* EXERCISE DETAILS
In the records below, find the line containing "Task: locate backpack." and restate it and all lines after it exactly, through the last line.
(DATA PROVIDED)
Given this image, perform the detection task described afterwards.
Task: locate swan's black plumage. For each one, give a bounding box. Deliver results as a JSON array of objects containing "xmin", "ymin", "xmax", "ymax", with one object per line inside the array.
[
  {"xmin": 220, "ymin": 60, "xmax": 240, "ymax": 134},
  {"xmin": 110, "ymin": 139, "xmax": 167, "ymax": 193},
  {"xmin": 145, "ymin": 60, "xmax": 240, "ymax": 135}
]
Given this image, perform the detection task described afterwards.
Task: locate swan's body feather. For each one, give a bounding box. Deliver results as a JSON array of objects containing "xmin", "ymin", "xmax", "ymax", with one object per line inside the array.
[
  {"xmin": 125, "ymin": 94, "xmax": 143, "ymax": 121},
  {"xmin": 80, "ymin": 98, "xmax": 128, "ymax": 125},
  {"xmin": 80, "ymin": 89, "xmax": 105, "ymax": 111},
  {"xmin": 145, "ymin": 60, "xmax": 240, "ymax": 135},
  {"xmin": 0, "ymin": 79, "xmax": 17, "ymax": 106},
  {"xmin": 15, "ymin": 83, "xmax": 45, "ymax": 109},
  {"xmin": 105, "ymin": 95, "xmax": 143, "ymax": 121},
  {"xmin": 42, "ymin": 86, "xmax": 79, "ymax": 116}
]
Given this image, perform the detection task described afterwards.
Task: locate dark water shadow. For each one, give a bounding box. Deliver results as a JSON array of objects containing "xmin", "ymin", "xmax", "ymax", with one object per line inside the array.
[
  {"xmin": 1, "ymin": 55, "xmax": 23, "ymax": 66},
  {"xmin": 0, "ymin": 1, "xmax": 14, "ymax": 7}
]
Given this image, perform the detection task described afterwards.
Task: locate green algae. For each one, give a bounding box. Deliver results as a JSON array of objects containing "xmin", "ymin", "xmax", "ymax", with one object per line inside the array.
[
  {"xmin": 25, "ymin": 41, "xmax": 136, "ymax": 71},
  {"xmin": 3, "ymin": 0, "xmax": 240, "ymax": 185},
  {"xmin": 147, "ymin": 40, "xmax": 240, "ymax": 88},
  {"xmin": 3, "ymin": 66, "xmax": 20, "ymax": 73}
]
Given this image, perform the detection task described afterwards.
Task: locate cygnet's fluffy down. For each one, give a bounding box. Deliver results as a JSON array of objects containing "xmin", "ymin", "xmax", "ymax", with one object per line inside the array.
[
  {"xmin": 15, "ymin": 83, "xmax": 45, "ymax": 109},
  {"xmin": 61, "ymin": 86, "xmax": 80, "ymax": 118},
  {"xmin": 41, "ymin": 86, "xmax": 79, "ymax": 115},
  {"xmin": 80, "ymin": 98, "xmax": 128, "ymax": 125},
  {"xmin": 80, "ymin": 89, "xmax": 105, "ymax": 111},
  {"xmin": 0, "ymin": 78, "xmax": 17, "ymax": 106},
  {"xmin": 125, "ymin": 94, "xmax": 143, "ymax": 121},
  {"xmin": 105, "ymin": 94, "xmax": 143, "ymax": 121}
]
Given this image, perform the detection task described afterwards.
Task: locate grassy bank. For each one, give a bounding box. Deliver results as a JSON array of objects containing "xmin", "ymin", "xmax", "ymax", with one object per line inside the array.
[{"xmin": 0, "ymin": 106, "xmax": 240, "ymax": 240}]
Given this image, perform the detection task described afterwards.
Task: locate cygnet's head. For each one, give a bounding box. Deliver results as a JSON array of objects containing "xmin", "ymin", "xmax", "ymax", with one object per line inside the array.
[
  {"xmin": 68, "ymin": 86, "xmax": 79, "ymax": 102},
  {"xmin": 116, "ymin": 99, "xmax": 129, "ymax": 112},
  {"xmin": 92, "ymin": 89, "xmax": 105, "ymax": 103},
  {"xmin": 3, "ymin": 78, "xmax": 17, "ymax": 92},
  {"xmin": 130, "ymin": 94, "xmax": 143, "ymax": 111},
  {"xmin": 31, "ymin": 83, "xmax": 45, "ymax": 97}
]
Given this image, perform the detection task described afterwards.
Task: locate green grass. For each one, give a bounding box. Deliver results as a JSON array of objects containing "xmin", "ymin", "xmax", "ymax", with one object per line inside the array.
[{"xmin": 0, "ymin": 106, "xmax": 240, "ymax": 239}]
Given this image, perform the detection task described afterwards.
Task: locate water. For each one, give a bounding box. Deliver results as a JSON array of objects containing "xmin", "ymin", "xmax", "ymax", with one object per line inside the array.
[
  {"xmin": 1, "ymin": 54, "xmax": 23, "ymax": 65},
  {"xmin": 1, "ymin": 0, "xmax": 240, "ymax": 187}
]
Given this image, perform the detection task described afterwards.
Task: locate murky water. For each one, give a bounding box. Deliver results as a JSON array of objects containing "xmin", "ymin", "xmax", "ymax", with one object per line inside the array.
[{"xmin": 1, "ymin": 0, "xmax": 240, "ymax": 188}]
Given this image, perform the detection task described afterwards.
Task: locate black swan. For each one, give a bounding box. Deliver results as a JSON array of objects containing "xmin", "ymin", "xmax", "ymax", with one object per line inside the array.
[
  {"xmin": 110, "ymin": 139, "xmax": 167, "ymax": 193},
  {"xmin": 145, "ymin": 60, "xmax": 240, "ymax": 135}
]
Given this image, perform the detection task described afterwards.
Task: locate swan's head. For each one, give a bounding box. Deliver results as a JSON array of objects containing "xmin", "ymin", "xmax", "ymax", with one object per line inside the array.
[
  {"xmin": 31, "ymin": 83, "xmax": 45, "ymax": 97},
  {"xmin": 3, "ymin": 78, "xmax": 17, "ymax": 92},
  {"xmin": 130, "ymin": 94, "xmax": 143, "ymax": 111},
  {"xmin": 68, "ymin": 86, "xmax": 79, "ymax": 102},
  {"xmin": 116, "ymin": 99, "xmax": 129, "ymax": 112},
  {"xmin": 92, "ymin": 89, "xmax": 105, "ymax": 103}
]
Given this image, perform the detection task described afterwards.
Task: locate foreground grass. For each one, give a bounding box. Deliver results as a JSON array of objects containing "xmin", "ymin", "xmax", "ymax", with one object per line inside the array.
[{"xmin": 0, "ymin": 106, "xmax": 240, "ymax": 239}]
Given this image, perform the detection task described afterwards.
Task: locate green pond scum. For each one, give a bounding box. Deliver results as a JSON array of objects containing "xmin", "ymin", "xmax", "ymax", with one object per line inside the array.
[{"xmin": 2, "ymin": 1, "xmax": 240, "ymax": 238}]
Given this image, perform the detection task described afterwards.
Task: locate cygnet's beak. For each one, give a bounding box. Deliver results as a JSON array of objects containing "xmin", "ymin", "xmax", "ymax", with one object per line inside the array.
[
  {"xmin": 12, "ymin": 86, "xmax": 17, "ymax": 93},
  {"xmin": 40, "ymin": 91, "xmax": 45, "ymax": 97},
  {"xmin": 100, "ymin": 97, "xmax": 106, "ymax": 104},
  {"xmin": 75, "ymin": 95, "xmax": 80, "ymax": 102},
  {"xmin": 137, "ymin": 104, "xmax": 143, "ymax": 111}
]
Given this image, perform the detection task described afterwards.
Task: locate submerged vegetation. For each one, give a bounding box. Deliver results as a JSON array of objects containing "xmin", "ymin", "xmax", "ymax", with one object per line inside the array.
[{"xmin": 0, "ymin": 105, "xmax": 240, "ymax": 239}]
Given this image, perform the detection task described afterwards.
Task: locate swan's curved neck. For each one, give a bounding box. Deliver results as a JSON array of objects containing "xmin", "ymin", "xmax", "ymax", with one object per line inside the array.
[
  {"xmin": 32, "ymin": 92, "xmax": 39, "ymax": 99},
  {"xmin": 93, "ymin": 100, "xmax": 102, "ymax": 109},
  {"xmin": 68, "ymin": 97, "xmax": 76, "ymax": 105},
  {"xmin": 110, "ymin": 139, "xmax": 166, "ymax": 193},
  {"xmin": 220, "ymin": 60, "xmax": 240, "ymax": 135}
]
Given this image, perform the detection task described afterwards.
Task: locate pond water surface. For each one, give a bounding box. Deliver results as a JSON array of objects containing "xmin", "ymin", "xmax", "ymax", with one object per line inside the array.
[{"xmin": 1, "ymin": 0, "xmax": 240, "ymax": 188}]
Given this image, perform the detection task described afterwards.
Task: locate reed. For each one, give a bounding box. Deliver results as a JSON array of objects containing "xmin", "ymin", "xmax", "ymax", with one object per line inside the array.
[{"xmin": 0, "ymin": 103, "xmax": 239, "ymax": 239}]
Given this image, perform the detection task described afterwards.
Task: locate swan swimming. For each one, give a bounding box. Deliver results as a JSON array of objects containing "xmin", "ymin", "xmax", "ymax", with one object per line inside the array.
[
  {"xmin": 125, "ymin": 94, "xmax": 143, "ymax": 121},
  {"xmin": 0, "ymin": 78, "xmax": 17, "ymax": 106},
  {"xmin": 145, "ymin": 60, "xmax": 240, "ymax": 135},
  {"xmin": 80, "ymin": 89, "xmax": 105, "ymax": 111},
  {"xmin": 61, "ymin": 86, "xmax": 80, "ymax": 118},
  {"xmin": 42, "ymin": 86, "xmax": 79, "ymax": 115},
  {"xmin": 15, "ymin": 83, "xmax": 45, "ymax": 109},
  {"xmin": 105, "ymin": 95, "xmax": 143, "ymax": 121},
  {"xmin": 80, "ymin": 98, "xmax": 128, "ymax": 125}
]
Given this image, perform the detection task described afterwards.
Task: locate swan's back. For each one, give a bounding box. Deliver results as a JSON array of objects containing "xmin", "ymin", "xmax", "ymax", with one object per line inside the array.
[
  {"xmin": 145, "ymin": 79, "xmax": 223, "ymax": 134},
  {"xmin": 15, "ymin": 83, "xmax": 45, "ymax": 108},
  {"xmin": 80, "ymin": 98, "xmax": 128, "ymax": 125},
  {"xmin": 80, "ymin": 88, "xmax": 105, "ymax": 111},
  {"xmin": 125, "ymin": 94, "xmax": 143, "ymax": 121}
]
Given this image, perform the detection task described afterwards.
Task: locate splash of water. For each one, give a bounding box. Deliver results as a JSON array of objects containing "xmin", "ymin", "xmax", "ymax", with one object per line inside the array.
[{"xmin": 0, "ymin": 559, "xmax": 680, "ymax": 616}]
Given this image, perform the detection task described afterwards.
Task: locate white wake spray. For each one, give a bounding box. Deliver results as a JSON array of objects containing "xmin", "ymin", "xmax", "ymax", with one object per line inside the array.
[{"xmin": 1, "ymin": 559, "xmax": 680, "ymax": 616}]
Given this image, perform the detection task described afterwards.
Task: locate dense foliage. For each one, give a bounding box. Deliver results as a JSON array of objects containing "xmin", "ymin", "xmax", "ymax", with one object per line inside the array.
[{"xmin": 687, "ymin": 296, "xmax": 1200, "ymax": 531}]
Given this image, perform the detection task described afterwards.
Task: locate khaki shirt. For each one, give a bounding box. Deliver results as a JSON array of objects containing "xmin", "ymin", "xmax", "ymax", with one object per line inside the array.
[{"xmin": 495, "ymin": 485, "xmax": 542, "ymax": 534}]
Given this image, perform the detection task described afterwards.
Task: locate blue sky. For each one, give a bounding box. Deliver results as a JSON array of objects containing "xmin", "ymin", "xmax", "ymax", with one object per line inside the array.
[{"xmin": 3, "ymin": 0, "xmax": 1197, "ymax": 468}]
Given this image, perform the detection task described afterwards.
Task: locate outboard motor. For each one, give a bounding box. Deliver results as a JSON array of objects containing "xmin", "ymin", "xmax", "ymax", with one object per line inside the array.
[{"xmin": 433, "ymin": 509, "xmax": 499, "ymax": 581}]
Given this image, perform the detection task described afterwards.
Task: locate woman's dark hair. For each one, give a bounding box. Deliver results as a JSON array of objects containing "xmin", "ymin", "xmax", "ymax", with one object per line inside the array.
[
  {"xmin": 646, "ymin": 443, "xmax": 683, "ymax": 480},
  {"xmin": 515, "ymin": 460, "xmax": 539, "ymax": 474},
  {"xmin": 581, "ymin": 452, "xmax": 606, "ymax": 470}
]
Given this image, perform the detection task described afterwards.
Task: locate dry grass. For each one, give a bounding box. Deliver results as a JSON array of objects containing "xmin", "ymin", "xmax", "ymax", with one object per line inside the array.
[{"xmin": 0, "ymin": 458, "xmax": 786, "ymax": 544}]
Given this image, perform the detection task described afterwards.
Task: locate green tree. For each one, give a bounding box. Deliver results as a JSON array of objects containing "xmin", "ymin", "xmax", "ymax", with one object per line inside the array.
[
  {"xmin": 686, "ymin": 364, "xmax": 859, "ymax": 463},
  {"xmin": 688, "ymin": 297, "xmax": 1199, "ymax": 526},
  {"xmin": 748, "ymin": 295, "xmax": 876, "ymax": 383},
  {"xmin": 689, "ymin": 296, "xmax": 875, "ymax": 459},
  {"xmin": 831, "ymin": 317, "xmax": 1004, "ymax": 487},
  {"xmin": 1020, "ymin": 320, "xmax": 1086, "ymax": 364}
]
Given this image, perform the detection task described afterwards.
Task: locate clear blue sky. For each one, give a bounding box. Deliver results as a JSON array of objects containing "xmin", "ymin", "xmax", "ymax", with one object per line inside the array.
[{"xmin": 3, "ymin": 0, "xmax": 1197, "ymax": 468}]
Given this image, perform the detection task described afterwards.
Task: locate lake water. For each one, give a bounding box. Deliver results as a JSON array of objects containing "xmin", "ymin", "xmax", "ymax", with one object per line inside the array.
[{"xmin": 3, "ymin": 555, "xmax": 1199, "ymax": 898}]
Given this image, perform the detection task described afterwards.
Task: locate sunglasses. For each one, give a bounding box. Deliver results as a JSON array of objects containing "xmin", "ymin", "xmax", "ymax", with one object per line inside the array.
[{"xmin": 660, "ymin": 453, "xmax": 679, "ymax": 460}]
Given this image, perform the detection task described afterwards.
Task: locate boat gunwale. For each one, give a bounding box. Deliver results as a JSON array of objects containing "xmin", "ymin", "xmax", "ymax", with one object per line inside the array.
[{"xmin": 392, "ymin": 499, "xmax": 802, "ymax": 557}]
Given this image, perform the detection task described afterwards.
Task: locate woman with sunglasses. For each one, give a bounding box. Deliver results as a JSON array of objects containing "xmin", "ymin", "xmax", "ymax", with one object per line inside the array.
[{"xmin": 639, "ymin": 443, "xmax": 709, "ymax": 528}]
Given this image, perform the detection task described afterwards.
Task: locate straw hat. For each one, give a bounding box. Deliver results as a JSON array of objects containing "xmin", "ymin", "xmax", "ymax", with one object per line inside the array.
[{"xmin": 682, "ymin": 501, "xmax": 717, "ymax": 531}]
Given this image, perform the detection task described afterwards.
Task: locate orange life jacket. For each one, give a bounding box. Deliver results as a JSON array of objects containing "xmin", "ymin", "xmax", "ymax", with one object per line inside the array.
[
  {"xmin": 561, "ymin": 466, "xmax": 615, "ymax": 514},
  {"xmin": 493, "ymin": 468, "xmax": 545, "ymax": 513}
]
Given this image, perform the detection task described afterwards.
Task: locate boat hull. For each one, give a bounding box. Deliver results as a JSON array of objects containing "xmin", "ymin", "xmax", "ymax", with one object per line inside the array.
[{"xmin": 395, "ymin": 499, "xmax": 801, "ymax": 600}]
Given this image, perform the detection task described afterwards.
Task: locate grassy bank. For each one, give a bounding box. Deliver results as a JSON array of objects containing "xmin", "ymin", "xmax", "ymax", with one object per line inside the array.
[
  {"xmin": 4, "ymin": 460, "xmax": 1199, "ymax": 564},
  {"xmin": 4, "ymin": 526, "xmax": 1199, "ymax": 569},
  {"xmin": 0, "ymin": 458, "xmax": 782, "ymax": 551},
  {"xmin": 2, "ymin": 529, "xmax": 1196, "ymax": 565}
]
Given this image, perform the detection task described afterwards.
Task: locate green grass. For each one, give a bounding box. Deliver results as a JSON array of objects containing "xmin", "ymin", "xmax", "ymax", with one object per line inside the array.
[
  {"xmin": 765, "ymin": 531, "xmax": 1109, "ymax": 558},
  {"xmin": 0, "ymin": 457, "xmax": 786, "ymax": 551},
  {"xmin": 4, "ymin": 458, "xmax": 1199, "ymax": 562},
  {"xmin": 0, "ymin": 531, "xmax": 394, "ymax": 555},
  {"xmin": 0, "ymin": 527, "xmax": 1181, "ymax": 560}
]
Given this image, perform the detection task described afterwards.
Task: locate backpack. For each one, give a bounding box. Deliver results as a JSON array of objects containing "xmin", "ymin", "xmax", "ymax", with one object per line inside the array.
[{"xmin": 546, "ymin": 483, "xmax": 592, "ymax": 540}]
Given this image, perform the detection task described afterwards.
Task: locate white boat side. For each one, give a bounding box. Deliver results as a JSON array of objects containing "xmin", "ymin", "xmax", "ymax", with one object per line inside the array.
(End DATA PROVIDED)
* TASK SOLUTION
Task: locate backpack. For each one, give a bounding box. Deliver results as a JSON array of objects containing "xmin", "ymin", "xmax", "ymax", with one object per line inside the array.
[{"xmin": 546, "ymin": 483, "xmax": 592, "ymax": 540}]
Given this image, perform the detection task described afterwards.
Task: locate white boat side. For each one, give a bounding box. Deliver results as a JSON array of objects containing "xmin", "ymin", "xmax", "ymax", with one object per line inside the array.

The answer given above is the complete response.